DESCRIPTION OF THE TASK: Reproduce verbatim the portion of the course page that begins with the words "An exploration of" and stops after "their Time (Constantinople/Istanbul)".

PROVIDED PASSAGE:
⁂

Fall 2020 - HUM 340 D200

Great Cities in Their Time (4)

Constantinople/Istanbul

Class Number: 8150

Delivery Method: In Person

Overview

  • Course Times + Location:

    Sep 9 – Dec 8, 2020: Tue, Thu, 11:30 a.m.–12:20 p.m.
    Burnaby

  • Exam Times + Location:

    Dec 19, 2020
    Sat, 7:00–10:00 p.m.
    Burnaby

  • Prerequisites:

    45 units.

Description

CALENDAR DESCRIPTION:

An exploration of the cultural and intellectual accomplishments of a specific city that achieved prominence in a particular time period, and had substantial impact and influence on human civilization. Examines the political, social, religious, and cultural factors that help to explain a city's significance and investigates the achievements of its citizens. Students may repeat this course for further credit under a different topic. Breadth-Humanities.

COURSE DETAILS:



Great Cities in their Time (Constantinople/Istanbul)

In the twilight of the ancient world, less than a century before the sack of Rome by the Visigoths (410 CE), the Romans built a New Rome in the East (11 May 330 CE). They named it Constantinople after its founder, Constantine, the first emperor to adopt Christianity. The Queen of Cities, as it came to be known, was to become the capital of two powerful polities, Byzantium and the Ottoman empire.

This course looks at this new Roman capital from the perspective of the emperors and sultans that shaped it but also in relation to the people – rich and poor, men and women, clerics and lay, who walked its streets and, to this day, remain in its thrall. From the official adoption of Christianity by the Roman state early in the 4th century to 1453, when Mehmet the Conqueror turned Constantinople into the Ottoman capital and adopted the title of Augustus even as he became leader of a vast Muslim world, we ask: How do “capitals” function within the states they help manage? How do their monuments “speak” to subjects and to posterity? How are urban history and landscapes turned into “texts” that evoke “pasts” out of which new identities are forged? How does one city come to be associated with larger states, which it inexorably marks with its economic and cultural power. As we investigate these questions, we will also learn how to handle the different kinds of sources that have survived. Most sessions will combine literary sources, archaeology, art history, and modern scholarship. We will focus on the development of critical skills for analyzing sources and of informed imagination for what our sources do not tell us.

This class is a blended course. Introductory-lectures and discussion sessions take place on the set class day and time of the week online via zoom. Take-home assignments/papers as well as online canvas quizzes are also part of the class experience.

COURSE-LEVEL EDUCATIONAL GOALS:


  • Students will gain an interdisciplinary insight into the history and culture of late antiquity, the Byzantine and Ottoman empires through examination of sources from this era and the study of modern scholarship on the subject at hand.

⁂

MATERIAL:
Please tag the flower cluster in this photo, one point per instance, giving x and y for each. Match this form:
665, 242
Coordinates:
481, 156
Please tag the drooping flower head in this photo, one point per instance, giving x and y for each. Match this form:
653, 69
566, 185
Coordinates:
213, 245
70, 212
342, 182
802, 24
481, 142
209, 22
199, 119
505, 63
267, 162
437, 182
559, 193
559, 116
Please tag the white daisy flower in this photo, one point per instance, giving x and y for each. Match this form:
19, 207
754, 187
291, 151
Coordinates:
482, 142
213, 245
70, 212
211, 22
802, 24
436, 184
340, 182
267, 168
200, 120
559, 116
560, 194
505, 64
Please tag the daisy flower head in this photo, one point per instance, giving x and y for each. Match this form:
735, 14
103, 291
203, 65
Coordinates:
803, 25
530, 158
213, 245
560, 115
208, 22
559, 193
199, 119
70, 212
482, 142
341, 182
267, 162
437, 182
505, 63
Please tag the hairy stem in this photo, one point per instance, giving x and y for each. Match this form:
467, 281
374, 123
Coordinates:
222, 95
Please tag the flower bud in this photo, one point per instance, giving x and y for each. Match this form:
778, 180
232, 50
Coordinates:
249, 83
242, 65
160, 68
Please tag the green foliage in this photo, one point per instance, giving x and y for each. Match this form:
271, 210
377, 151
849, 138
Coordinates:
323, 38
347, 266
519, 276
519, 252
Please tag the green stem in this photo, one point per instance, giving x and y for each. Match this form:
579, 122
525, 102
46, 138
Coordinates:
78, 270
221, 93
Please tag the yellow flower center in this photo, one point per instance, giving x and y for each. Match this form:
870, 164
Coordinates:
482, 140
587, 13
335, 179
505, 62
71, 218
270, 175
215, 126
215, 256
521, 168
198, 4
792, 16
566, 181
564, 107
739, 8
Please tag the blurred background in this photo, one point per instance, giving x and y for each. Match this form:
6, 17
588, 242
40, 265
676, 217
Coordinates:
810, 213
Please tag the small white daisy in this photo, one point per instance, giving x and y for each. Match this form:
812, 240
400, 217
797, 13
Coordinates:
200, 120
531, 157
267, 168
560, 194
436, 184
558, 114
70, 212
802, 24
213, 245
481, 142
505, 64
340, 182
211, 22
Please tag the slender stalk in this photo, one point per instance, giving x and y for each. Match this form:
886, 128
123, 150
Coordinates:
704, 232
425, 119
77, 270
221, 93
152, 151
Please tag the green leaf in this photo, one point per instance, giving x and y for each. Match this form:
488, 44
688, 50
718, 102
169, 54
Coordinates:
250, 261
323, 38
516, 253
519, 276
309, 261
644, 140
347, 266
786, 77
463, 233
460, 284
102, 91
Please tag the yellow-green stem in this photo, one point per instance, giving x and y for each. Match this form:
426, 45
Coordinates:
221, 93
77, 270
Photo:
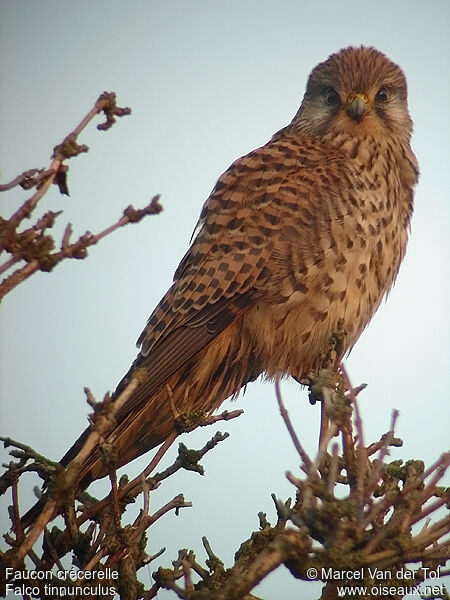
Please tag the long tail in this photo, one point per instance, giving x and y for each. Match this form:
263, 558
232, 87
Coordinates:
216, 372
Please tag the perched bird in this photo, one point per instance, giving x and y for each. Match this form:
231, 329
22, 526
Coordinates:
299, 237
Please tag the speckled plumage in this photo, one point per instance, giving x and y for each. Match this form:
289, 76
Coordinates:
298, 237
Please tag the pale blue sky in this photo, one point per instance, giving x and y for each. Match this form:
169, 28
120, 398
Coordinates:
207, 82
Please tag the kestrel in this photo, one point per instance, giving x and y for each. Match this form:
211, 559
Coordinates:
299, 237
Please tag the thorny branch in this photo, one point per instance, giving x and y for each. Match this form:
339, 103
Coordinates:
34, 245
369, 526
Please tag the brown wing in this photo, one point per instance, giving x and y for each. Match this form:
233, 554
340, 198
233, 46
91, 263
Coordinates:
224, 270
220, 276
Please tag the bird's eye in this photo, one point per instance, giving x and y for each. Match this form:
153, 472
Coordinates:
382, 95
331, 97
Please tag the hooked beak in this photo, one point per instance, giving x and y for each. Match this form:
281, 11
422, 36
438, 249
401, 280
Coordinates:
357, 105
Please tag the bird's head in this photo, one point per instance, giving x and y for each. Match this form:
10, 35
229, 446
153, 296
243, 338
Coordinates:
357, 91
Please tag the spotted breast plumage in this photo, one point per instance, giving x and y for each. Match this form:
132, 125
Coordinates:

⁂

THE ANSWER:
An exploration of the cultural and intellectual accomplishments of a specific city that achieved prominence in a particular time period, and had substantial impact and influence on human civilization. Examines the political, social, religious, and cultural factors that help to explain a city's significance and investigates the achievements of its citizens. Students may repeat this course for further credit under a different topic. Breadth-Humanities.

COURSE DETAILS:



Great Cities in their Time (Constantinople/Istanbul)